→ **Short problem**:
You are to retype all of the data exactly as it appears.

(Location identification entries)
====
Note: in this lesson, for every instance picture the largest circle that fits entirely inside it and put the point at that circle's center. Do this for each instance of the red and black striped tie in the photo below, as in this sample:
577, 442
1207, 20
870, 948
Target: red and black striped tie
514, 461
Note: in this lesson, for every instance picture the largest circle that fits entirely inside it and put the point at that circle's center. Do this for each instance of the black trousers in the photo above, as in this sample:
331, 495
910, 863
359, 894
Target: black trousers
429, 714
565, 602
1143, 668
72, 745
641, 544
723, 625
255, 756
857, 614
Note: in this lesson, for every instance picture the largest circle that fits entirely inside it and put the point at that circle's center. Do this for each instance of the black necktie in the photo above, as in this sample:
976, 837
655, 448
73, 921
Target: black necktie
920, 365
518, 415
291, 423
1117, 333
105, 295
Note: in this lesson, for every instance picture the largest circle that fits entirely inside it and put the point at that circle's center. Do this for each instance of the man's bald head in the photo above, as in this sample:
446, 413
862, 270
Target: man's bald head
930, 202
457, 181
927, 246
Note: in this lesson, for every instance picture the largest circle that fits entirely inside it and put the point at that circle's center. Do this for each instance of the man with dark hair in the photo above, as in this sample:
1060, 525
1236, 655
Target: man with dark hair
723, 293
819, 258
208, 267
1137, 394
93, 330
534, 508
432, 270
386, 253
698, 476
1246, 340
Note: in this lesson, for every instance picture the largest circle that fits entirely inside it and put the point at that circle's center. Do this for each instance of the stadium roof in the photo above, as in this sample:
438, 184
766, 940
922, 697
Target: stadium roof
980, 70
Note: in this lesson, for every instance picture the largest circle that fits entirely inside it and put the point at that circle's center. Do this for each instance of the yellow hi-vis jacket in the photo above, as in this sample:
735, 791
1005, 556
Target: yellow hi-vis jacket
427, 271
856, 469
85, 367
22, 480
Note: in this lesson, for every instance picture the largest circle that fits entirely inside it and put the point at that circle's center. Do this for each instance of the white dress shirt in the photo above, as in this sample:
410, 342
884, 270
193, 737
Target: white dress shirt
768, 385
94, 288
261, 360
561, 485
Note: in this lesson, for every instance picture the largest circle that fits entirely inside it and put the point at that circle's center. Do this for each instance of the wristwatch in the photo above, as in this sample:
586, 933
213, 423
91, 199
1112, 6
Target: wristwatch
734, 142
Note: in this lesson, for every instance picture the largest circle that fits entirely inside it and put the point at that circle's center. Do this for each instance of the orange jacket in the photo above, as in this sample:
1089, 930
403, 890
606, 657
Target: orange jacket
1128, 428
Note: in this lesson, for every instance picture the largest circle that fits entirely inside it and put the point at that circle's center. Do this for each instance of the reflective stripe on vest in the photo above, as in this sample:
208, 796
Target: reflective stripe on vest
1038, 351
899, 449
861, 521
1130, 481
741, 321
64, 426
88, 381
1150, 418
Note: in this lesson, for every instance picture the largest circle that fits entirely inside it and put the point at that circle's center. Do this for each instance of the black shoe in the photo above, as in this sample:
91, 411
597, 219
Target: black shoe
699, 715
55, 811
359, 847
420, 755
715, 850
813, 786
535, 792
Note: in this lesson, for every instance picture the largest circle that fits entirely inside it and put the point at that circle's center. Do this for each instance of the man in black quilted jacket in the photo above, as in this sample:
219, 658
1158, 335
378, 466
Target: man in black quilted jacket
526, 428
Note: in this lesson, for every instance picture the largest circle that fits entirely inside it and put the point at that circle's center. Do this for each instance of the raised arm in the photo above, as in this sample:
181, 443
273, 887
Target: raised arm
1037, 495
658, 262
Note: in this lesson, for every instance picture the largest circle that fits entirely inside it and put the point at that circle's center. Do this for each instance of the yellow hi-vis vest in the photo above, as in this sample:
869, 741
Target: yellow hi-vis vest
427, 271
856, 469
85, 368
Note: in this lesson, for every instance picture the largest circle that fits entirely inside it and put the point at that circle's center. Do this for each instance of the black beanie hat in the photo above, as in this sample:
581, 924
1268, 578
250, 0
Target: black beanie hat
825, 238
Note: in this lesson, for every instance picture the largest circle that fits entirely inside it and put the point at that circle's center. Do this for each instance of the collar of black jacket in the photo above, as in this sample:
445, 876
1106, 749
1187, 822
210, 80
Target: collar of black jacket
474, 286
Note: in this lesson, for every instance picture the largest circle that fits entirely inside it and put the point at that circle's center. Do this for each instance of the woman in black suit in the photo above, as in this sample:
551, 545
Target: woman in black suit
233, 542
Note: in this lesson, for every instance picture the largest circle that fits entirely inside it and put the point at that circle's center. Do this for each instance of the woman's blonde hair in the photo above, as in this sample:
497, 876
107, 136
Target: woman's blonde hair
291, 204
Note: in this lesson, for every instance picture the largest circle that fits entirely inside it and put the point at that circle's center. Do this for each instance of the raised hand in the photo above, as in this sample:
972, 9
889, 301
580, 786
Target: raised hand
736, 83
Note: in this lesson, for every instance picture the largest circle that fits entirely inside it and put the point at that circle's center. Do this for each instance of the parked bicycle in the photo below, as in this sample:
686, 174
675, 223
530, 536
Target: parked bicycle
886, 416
====
→ **Answer below**:
Note: in this lesson, for every instance picture the largest circle that fits entirely inside it and put the point at that circle's center. Do this for each instance of the red and black striped tie in the photo below, as in this sample:
577, 442
1207, 20
870, 948
Target: red and black striped tie
514, 461
Note: in this lesson, for every instance picture the largest circle that fits entirely inside it and put the point at that circle's center. Do this for each instance of the black trousers in the photo above, as in this sample:
331, 495
910, 863
359, 894
Target: black trousers
429, 714
565, 602
1143, 668
72, 745
641, 544
723, 625
255, 756
857, 614
Note: in this lesson, for every instance picture the largest circle that fits entirely inside it and put the point at that circle's center. Do this for each instance of the black necktie in the photo above, as in this sample:
976, 837
655, 448
73, 921
Target: black necktie
920, 365
518, 415
291, 423
1117, 333
105, 295
Note: in this lesson, for every instance picture the largest circle that fits entirely inside it and put the point at that circle's center. Do this for each instance of the man's bald head in the photo above, as in this sample:
446, 413
862, 270
Target: man's bald head
930, 202
457, 181
927, 246
Note: in this lesson, for every instance picture the largest circle that fits entirely inside it and put the point at that circle's center. Do this for each instance of the man with dark hair in the photo above, as in this sample:
1060, 525
1236, 655
Target: man with dark hair
723, 293
819, 258
208, 267
1137, 394
93, 330
534, 508
432, 270
386, 253
698, 476
1246, 340
Note: in this lesson, for every instance picture the largest circle that fits entirely inside it and put the point at that circle's center. Do this for each instance of the stadium roof in the photo above, as in this sample:
438, 184
766, 940
922, 697
Target: stadium roof
980, 70
Note: in this lesson, for every instance picture the largest circle that fits entirely inside it and put the point at that circle's center. Do this for each instance of the yellow hi-vis jacket in the photo above, as in this sample:
735, 791
1005, 556
Target: yellow hi-vis jacket
427, 271
856, 469
85, 367
22, 480
Note: in this lesson, for every instance picture the largest circle that fits entirely inside it and put the point at that circle's center. Do this for each instance of the white dress shirt in the photo above, as in this sample:
410, 342
884, 270
193, 737
Target: white dress shirt
768, 385
94, 288
261, 360
561, 485
Note: in this lesson, for every instance picture the largest circle that fits entirely inside it and put the point at that circle's center. Do this for each instance of the wristwatch in the photo above, as in this sample:
586, 933
213, 423
91, 199
1112, 6
Target: wristwatch
734, 142
Note: in this lesson, for every instance picture the largest circle that fits entirely inside it and put the point at that circle's center. Do this for each instance of the orange jacket in the photo above, as in this sample:
1089, 930
403, 890
606, 657
Target: orange jacket
1128, 428
Note: in this lesson, for every instance picture the largest circle that fits entirely inside it and put the point at that circle's center. Do this for each instance of the reflective stripe on vest in the photo above, as in this sample:
208, 796
Target: reflective stripe on vest
1038, 351
899, 449
861, 521
1130, 481
741, 321
64, 426
88, 381
1150, 418
Note: in this lesson, for every instance picture the largest circle that fits entirely inside it and put the point at that circle's center. Do this for each instance of the black shoe in the photo above, as in this sample:
91, 411
597, 219
Target: black shoe
699, 715
55, 811
359, 847
420, 755
715, 850
813, 786
535, 792
Note: in this lesson, for every instance picture the largest circle that fits entirely inside it and put the point at that circle's center. Do this for each instance of the man in black quilted jacket in the photo above, as in this sample:
219, 658
1158, 335
378, 466
Target: man in black quilted jacket
526, 428
Note: in this lesson, for every instance picture the largest circle that fits entirely inside it and put the point at that circle's center. Do this for each instance of the raised arm in the photo above, as in this sample:
181, 443
273, 887
Target: raised arm
1037, 495
658, 262
Note: in this lesson, for every instance picture the largest circle that fits entirely inside it and put the point at that circle's center. Do this for each instance of the yellow hi-vis vest in the photo above, as in this sample:
869, 741
Target: yellow hi-vis vest
427, 271
856, 469
85, 368
Note: in this lesson, for every instance picture the largest circle that fits entirely inside it and put the point at that circle's center. Do this for each instance of the black beanie hat in the photo above, as in this sample:
581, 924
1268, 578
250, 0
Target: black beanie hat
825, 238
Note: in this lesson, for every instance picture the largest circle that fits entirely inside it and put the point at that circle's center. Do this for each instance of the collar of black jacket in the photo above, as in this sample:
445, 876
1106, 749
1187, 822
210, 80
Target: collar of black jacket
474, 286
Note: in this lesson, for every instance picture the largest circle that fits entirely inside it and put the point at that circle's center. Do this for each instance of the woman in black suit in the photo above, as in this sample:
551, 545
Target: woman in black suit
233, 542
Note: in this lesson, for every instance picture the largest circle that fits entirely inside it and put the point at that circle's center. Do this for each instance of the woman's blonde hair in the photo above, as in this sample:
497, 876
107, 136
Target: woman's blonde hair
291, 204
Note: in this lesson, for every instance picture the largest circle that fits entirely inside it and put the point at that circle's center. Do this for each instance of the raised hand in the photo above, as in this sample:
972, 9
889, 301
580, 786
Target: raised hand
736, 83
Note: in this lesson, for every instance picture the largest circle that fits entirely inside it and put the point at that circle's center. Do this for each instance of the parked bicycle in the photo below, as in this sample:
686, 174
675, 223
530, 536
Target: parked bicycle
886, 416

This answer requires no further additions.